• What to do: Find and copy each line in the records that contains the word "dark". Case counts.

=-=-=-=-=

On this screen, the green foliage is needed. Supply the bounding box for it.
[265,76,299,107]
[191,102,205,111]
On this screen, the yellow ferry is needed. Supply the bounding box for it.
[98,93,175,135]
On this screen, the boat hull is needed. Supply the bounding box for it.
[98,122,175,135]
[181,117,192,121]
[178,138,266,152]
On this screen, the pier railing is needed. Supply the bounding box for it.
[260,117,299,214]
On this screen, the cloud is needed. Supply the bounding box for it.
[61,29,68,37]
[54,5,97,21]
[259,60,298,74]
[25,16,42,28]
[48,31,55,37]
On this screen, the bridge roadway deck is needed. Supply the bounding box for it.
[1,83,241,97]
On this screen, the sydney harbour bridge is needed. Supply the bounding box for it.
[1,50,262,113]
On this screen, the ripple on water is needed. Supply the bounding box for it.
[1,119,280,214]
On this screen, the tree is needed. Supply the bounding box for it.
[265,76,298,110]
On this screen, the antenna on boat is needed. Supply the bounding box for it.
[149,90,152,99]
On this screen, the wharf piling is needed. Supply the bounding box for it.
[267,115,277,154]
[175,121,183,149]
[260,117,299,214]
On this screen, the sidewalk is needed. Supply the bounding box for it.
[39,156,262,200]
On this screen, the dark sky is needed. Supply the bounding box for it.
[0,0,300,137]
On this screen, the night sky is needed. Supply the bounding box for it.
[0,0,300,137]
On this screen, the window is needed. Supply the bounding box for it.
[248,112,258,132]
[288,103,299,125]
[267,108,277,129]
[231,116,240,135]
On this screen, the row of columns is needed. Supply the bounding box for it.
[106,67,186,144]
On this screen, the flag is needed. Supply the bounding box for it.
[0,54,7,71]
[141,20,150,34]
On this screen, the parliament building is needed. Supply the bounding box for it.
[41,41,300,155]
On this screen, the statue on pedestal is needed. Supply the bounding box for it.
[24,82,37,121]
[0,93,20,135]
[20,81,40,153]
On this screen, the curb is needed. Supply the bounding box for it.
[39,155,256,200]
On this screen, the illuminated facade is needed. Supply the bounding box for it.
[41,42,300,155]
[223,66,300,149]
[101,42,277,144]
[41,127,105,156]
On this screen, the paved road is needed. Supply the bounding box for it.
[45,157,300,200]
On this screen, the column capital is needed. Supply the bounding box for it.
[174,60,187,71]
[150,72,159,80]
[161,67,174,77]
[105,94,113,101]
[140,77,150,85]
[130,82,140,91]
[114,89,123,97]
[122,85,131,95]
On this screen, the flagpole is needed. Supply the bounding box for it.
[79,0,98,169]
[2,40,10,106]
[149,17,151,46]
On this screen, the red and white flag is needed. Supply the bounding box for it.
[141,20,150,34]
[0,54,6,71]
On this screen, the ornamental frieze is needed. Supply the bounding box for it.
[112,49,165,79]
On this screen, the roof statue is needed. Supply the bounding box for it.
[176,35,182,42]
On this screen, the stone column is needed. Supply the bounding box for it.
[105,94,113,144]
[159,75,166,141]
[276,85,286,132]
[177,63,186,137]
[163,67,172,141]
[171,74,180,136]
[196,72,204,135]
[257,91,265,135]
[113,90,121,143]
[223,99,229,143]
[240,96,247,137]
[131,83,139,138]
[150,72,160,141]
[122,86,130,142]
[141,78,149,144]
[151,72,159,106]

=-=-=-=-=

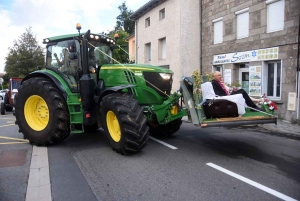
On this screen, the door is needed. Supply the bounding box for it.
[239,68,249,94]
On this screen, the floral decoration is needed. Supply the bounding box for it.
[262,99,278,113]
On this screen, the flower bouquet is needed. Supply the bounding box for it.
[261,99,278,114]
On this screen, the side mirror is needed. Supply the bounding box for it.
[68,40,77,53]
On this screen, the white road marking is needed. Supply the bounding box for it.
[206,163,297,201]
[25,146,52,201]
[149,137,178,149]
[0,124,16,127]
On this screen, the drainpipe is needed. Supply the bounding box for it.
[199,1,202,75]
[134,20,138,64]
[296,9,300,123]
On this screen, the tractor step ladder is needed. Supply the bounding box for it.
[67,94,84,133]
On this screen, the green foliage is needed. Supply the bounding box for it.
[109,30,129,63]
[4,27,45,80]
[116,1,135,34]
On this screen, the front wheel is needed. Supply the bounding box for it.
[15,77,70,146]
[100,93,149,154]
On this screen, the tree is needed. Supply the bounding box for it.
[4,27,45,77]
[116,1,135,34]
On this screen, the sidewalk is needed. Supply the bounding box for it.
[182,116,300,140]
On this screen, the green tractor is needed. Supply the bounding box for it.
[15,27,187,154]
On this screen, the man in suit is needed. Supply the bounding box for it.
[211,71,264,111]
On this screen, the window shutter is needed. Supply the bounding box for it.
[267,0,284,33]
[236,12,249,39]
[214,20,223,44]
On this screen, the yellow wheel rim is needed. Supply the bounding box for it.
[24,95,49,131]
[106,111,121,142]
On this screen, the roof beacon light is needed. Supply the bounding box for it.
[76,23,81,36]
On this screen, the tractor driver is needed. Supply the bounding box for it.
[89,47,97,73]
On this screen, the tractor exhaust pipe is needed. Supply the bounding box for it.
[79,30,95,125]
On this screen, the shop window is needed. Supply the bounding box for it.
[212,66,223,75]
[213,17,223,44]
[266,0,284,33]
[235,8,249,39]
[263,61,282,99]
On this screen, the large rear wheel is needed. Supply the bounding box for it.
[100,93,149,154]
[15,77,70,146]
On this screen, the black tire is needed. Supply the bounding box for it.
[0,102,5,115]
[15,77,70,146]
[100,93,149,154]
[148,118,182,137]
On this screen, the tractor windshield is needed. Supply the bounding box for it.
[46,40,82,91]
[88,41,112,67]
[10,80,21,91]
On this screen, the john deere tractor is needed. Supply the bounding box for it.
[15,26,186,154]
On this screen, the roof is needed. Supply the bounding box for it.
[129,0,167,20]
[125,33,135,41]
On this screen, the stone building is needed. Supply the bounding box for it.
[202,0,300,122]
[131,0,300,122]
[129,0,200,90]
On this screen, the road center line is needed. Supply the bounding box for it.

=-=-=-=-=

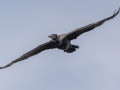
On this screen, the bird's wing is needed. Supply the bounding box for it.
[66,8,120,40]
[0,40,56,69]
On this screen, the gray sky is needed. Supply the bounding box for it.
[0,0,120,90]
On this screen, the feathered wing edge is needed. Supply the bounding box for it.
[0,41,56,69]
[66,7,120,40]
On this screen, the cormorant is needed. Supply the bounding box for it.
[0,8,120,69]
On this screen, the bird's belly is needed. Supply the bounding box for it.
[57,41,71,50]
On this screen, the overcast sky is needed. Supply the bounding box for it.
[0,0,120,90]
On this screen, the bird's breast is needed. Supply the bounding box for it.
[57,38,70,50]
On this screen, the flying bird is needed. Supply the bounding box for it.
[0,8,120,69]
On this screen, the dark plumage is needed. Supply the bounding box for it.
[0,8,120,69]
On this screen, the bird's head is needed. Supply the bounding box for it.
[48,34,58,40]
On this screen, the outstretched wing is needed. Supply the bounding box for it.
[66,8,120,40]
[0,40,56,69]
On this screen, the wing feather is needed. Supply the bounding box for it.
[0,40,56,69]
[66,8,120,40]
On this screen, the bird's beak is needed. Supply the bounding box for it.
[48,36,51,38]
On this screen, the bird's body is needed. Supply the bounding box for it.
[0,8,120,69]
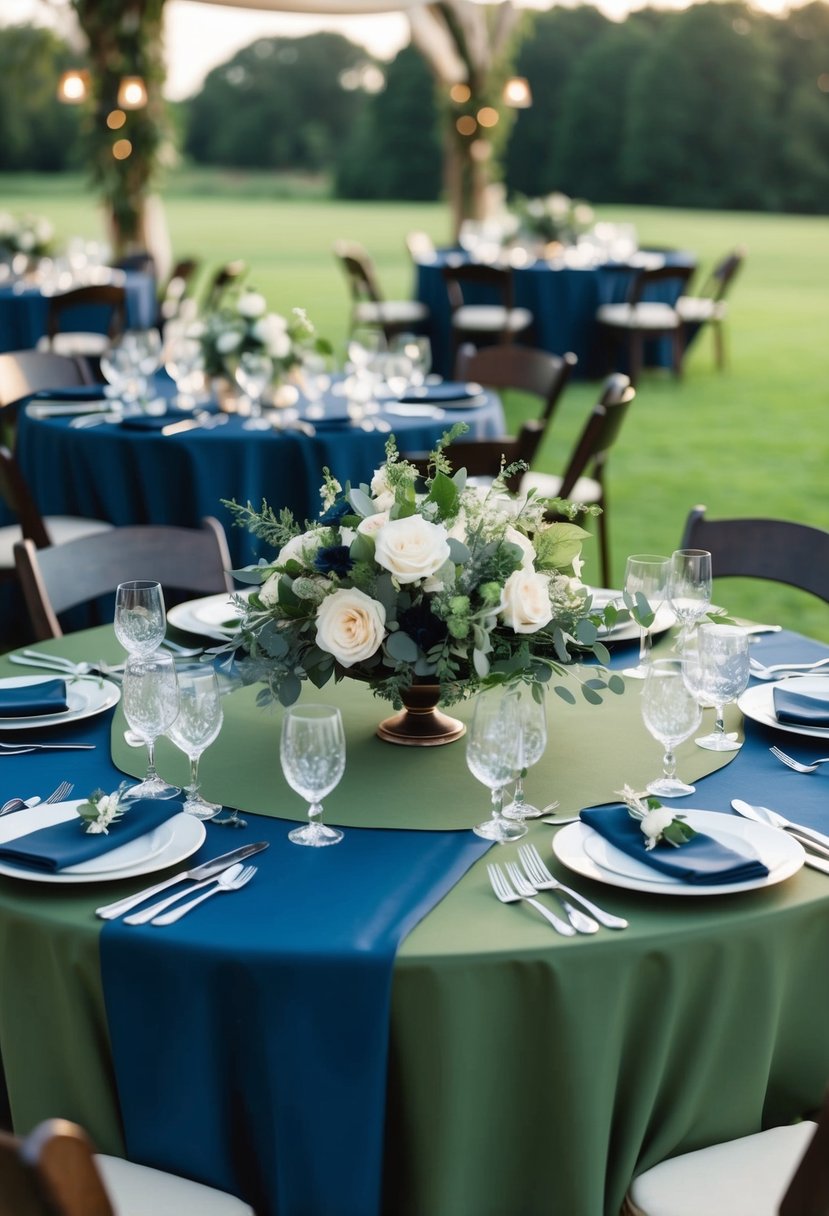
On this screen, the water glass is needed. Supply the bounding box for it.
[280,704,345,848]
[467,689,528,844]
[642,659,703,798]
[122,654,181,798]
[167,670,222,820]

=-=-=-=-=

• Exercise solution:
On this screen, the dark sky is needed. Supply the bounding box for it.
On this screen, the dark plumage is needed. Supply the bounding box for it.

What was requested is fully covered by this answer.